-------- Given records

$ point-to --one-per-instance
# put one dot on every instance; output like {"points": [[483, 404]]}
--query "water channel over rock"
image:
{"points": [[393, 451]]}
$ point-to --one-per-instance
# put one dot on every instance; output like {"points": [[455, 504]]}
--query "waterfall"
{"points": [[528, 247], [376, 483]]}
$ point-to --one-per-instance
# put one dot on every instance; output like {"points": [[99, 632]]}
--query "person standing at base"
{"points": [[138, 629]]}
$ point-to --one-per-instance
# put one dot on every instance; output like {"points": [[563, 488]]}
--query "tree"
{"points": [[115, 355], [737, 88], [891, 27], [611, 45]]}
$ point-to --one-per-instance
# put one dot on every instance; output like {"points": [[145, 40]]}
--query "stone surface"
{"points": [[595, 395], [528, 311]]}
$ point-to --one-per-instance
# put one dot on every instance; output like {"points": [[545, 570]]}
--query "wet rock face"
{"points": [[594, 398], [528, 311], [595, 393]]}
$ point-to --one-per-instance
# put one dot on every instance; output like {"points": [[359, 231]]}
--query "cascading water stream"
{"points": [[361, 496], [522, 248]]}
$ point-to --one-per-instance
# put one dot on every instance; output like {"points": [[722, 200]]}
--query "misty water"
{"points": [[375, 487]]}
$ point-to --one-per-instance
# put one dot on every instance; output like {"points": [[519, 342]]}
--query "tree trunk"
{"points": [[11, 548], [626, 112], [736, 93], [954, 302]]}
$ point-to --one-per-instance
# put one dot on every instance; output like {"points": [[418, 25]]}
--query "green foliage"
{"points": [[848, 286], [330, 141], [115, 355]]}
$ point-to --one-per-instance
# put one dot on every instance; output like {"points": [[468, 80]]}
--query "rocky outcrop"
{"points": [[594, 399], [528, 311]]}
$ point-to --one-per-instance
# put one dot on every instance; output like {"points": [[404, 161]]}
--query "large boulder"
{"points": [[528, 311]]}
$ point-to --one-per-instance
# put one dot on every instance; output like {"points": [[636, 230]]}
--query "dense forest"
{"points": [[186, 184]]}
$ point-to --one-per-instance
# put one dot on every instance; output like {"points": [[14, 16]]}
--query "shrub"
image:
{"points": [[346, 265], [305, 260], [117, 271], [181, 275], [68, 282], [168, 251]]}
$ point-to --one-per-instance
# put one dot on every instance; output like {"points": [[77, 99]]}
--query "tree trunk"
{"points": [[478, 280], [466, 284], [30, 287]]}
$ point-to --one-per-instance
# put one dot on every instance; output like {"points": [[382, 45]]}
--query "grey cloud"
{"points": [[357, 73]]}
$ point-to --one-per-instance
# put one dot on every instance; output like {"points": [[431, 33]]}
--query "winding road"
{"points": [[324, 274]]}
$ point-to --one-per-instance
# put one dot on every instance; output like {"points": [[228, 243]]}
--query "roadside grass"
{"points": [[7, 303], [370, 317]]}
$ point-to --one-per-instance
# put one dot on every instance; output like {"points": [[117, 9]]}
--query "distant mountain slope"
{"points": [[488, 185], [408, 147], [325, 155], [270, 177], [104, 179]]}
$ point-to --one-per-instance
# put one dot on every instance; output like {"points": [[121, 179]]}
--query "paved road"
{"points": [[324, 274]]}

----------------

▶ Exercise directions: For every entry above, give it back exactly as written.

▶ Response:
$ point-to --one-per-instance
# put one dot on every instance; output like {"points": [[483, 404]]}
--query "water channel over rock"
image:
{"points": [[393, 451]]}
$ point-to --one-per-instance
# put one dot on every instance; output like {"points": [[455, 504]]}
--query "waterfall"
{"points": [[528, 247], [376, 483]]}
$ point-to --one-per-instance
# put one dot on every instance; output like {"points": [[99, 632]]}
--query "person standing at base"
{"points": [[138, 629]]}
$ point-to --one-per-instance
# put one dot on every instance; output like {"points": [[563, 488]]}
--query "tree"
{"points": [[115, 355], [737, 88], [891, 27], [611, 45]]}
$ point-to --one-per-instance
# put one dot on every instance; output like {"points": [[145, 40]]}
--query "stone surface"
{"points": [[595, 395], [528, 311]]}
$ point-to --one-per-instance
# put one dot on every instance; output like {"points": [[545, 570]]}
--query "wet rock face"
{"points": [[594, 398], [528, 311], [595, 393]]}
$ point-to --one-per-instance
# put one dot on every instance; output like {"points": [[359, 231]]}
--query "cascading water stream"
{"points": [[361, 496], [522, 248]]}
$ point-to --one-per-instance
# put one dot on every instance; output like {"points": [[722, 200]]}
--query "misty water"
{"points": [[375, 487]]}
$ point-to --one-per-instance
# put one dot on every instance; output like {"points": [[519, 342]]}
--query "tree trunk"
{"points": [[11, 548], [626, 112], [736, 93], [954, 302]]}
$ point-to --one-per-instance
# put one dot on every instance; output like {"points": [[418, 25]]}
--query "green foliage"
{"points": [[848, 286], [330, 141], [115, 355]]}
$ point-to --one-per-instance
# put one dot on every instance; output like {"points": [[468, 80]]}
--query "rocky outcrop"
{"points": [[594, 399], [528, 311]]}
$ point-to --one-per-instance
# put one dot on every instance; output like {"points": [[404, 161]]}
--query "large boulder"
{"points": [[528, 311]]}
$ point-to --one-per-instance
# put one dot on every instance; output like {"points": [[636, 230]]}
--query "dense forest"
{"points": [[186, 184]]}
$ point-to --one-per-instance
# put one dot on every instance; output like {"points": [[14, 16]]}
--query "shrub"
image:
{"points": [[346, 265], [305, 260], [117, 271], [181, 275], [68, 282], [168, 251]]}
$ point-to --one-per-instance
# put one dot on every instance; output like {"points": [[77, 99]]}
--query "tree trunk"
{"points": [[478, 280], [466, 284], [30, 287]]}
$ point-to --one-per-instance
# put one dot on every instance; output like {"points": [[382, 45]]}
--query "grey cloud"
{"points": [[357, 73]]}
$ point-to --one-per-instance
# put one dot on every instance; output like {"points": [[431, 33]]}
--query "winding road"
{"points": [[324, 274]]}
$ point-to --one-per-instance
# put one dot on every instance; output like {"points": [[228, 243]]}
--query "roadside grass"
{"points": [[7, 303], [370, 317]]}
$ point-to --one-per-instance
# put one dot on every instance; output like {"points": [[117, 9]]}
--query "distant mountain slope"
{"points": [[488, 185], [408, 147], [325, 155], [270, 177], [104, 179]]}
$ point-to --one-per-instance
# put one dot on every instance; output like {"points": [[121, 179]]}
--query "paved road"
{"points": [[324, 274]]}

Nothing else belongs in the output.